### Tasks to perform
a: Answer these from the news briefs:
(i) About how much campaign cash did John Edwards spend to help elect Iowa Democrats?
(ii) What did families receive at the fallen firefighters ceremony?
(iii) What is the name of the Atlanta church where the shooting took place?
b: Extend the news briefs beyond their final sentence.
** Excerpt provided follows **
In enlisting Iowans willing to commit to his cause, Clark trails his more established rivals.

Rep. Dick Gephardt of Missouri won the Iowa caucuses in his unsuccessful White House bid in 1988 and still has the contacts throughout the state. Sen. John Edwards of North Carolina earned good will when he spent nearly $200,000 in campaign cash to help elect Iowa Democrats in the last election.

Maryland

Service honors fallen U.S. firefighters

Homeland Security Secretary Tom Ridge said firefighters were heroes and many were too modest to admit it during his keynote address to a crowd of 5,000 on Saturday at the National Fallen Firefighters Memorial Park in Emmitsburg.

“It takes courage to plunge into a burning building when everybody else is running out,” Ridge said.

The Baltimore Sun reported families from 36 states attended the ceremony commemorating the nations’ firefighters who died in the line of duty in 2002 and some earlier years.

Families received a flag flown over the U.S. Capitol and a rose pulled from a Maltese cross, the firefighters’ badge of honor.

Sunday marked the return of the ceremony to Maryland. Last year 347 New York firefighters who died in the Sept. 11, 2001, terrorist attacks were commemorated in the MCI Center in Washington.

Atlanta

Churchgoer kills mother, minister, herself

A woman opened fire at an Atlanta church before services started Sunday morning, killing her mother and the minister before committing suicide.

Congregants of Turner Monumental AME Church said Shelia W. Chaney Wilson, 43, was agitated when she came to the church, in the Kirkwood neighborhood on the city’s east side.
** End of Excerpt provided **
** Excerpted data follows **
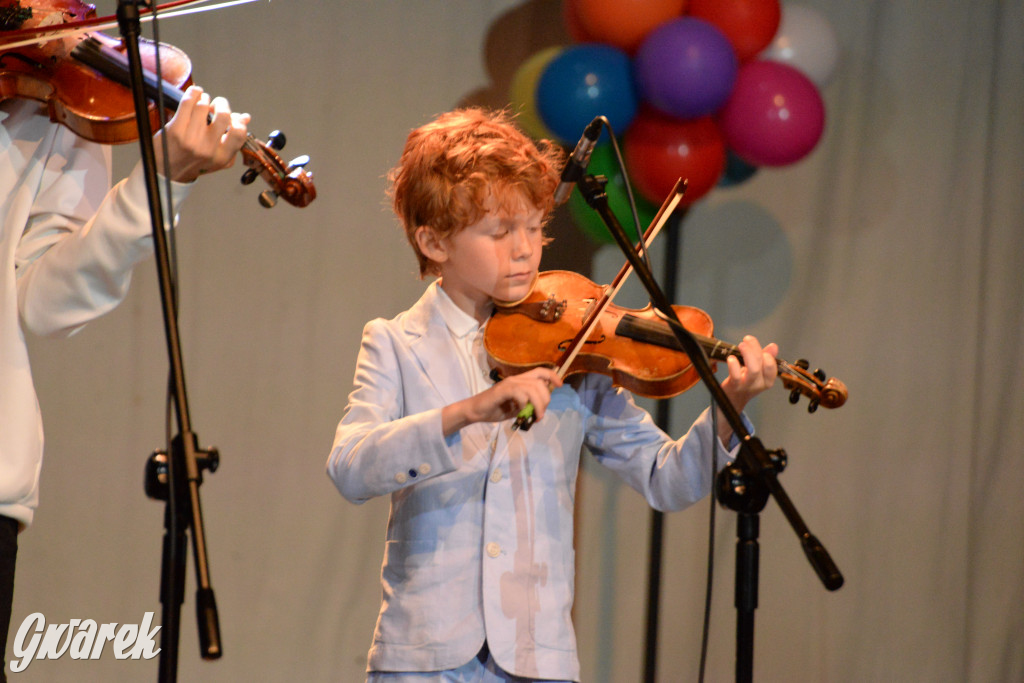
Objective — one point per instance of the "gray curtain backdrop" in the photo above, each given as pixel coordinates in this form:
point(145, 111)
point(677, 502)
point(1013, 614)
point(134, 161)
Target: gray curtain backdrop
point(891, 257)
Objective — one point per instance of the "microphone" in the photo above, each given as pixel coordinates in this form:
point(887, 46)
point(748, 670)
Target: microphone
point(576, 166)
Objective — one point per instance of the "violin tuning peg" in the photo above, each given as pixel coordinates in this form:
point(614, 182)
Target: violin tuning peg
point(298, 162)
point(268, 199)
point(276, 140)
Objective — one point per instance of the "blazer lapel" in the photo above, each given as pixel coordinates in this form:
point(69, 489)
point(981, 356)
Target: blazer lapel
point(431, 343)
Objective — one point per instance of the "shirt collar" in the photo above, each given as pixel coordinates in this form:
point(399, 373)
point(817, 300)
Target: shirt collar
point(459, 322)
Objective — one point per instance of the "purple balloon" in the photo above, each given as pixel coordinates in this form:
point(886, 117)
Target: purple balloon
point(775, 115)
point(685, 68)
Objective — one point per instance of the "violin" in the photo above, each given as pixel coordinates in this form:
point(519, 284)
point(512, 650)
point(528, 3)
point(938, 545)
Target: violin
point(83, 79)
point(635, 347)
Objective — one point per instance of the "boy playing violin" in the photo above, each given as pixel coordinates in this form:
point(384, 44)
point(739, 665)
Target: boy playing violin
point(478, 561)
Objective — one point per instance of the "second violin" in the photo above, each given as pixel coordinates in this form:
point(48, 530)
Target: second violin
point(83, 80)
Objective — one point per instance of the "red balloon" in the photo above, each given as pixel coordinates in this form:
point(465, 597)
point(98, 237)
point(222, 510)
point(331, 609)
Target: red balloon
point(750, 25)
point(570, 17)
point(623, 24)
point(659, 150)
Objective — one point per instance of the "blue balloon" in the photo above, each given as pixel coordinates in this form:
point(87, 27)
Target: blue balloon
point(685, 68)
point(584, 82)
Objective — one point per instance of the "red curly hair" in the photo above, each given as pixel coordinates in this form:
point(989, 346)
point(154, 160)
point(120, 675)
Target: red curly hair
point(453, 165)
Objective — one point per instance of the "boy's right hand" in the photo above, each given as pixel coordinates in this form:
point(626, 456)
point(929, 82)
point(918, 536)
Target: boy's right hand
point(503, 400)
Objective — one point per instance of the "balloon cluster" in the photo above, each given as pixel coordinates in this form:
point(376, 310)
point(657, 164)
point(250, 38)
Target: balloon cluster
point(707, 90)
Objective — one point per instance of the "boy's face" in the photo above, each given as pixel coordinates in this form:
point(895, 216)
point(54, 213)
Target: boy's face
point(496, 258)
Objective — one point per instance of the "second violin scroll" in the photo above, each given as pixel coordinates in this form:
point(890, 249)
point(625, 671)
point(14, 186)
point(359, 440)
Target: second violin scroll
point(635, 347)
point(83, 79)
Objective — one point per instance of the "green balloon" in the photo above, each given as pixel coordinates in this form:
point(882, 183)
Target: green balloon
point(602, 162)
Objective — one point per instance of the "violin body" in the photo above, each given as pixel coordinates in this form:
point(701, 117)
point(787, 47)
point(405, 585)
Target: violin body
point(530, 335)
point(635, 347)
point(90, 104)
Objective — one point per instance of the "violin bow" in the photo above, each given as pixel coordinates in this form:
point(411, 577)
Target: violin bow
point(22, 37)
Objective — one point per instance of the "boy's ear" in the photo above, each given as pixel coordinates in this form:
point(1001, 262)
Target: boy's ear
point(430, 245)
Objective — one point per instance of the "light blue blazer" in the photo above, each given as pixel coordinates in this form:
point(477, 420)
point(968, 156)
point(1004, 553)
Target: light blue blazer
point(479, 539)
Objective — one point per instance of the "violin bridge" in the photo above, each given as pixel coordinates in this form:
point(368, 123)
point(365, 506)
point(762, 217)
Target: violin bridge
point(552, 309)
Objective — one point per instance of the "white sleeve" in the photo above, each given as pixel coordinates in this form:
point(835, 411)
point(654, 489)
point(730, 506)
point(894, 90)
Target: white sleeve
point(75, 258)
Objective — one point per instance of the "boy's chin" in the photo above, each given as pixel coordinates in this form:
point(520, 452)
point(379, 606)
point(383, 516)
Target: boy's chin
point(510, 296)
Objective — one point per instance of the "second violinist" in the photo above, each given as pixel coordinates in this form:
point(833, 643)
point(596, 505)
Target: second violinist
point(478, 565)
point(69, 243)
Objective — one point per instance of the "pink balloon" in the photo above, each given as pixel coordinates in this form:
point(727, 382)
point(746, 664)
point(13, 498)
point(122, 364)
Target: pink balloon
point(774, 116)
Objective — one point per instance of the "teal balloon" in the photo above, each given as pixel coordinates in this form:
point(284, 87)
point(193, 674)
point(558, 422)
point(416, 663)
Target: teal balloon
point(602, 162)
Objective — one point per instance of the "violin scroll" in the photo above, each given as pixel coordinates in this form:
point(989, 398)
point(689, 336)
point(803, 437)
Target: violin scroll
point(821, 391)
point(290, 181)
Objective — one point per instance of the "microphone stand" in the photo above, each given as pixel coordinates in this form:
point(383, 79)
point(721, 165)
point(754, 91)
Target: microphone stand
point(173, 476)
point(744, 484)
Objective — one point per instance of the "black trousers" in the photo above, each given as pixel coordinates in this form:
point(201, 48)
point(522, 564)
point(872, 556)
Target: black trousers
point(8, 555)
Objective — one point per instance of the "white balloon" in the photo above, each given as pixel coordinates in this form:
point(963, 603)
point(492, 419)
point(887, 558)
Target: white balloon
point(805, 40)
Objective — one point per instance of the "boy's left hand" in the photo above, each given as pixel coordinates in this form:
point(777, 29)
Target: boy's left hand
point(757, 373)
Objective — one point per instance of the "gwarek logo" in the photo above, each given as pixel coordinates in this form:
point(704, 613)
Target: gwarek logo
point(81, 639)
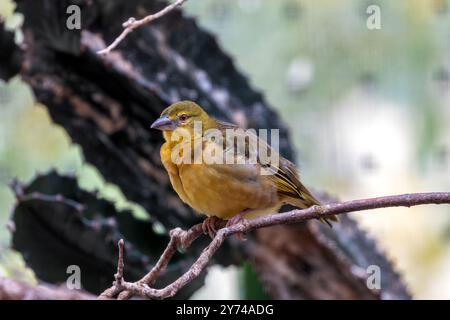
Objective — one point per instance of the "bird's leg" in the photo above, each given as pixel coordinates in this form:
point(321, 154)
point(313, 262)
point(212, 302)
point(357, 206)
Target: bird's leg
** End of Excerpted data **
### Outputs by task
a:
(i) Nearly $200,000.
(ii) A flag flown over the U.S. Capitol and a rose pulled from a Maltese cross.
(iii) Turner Monumental AME Church.

b:
Wilson apparently shot the Rev. Johnny Clyde Reynolds after he greeted her and was walking away with his back to her, said Atlanta police spokesman Sgt. John Quigley. Police believe Wilson then shot Jennie Mae Robinson once in the head before turning the gun on herself.

Geraldine Andrews, the pastor’s daughter-in-law and a friend of Wilson’s family, said Robinson recently took her daughter out of a mental health facility.

Colorado

Skydiver dies after hitting bridge

A skydiver attempting a stunt was killed Sunday when he hit a 1,000-foot-high bridge and fell onto the rocks below, police said.

Dwain Weston, 30, died following the inaugural Go Fast Games, in which he and other parachutists had jumped off the 1,053-foot-high Royal Gorge Bridge, said Heather Hill, a vice president of event sponsor Go Fast Sports & Beverage Co.

Weston, of Australia, had jumped from an airplane with another parachutist. They were supposed to free fall until they reached the bridge, at which point Weston was to go above the bridge and the other athlete would go under it.

Weston, who was traveling an estimated 100 mph, miscalculated his distance from the bridge, the world’s highest suspension bridge. He struck a railing and fell onto a rock face roughly 300 feet from the bottom of the gorge.

Washington, D.C.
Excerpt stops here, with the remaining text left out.